[INSTRUCTIONS FOR THE TASK]: Swap "marker" for "pin" in the stretch from the line containing "of the football" through the end of the lines, changing nothing else. Give back only those lines.
____ DATA TO USE
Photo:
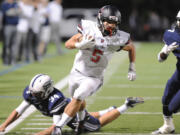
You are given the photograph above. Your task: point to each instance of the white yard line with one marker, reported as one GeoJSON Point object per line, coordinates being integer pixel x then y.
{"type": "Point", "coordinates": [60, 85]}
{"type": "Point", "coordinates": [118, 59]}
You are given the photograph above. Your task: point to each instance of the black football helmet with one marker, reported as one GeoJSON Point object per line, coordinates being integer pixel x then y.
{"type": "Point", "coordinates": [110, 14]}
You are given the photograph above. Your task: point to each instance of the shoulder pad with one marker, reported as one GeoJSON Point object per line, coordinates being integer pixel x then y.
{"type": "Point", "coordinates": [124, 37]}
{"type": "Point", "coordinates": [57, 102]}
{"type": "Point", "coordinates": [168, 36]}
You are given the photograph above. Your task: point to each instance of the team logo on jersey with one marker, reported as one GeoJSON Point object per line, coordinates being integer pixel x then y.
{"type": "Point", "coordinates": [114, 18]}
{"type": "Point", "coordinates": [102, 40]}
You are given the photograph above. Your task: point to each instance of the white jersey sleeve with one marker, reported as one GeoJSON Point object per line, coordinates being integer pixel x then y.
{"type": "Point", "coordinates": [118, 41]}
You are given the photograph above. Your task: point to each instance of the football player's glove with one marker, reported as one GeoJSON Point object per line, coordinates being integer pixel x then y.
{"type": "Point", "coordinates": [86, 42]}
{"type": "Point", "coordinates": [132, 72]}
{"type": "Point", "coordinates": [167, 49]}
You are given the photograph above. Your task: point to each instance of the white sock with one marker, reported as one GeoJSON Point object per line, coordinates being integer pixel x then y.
________
[TASK OUTPUT]:
You are given the photograph above. Your task: point to each instance of the football player's glove with one pin, reported as one GeoJSON Point object per line, coordinates being integer pixel x then y.
{"type": "Point", "coordinates": [86, 42]}
{"type": "Point", "coordinates": [132, 72]}
{"type": "Point", "coordinates": [167, 49]}
You are given the photograph above. Your task: point to each instance of the white sock with one pin, reported as one GeoJSON Point object per line, coordinates being integer pixel x then y.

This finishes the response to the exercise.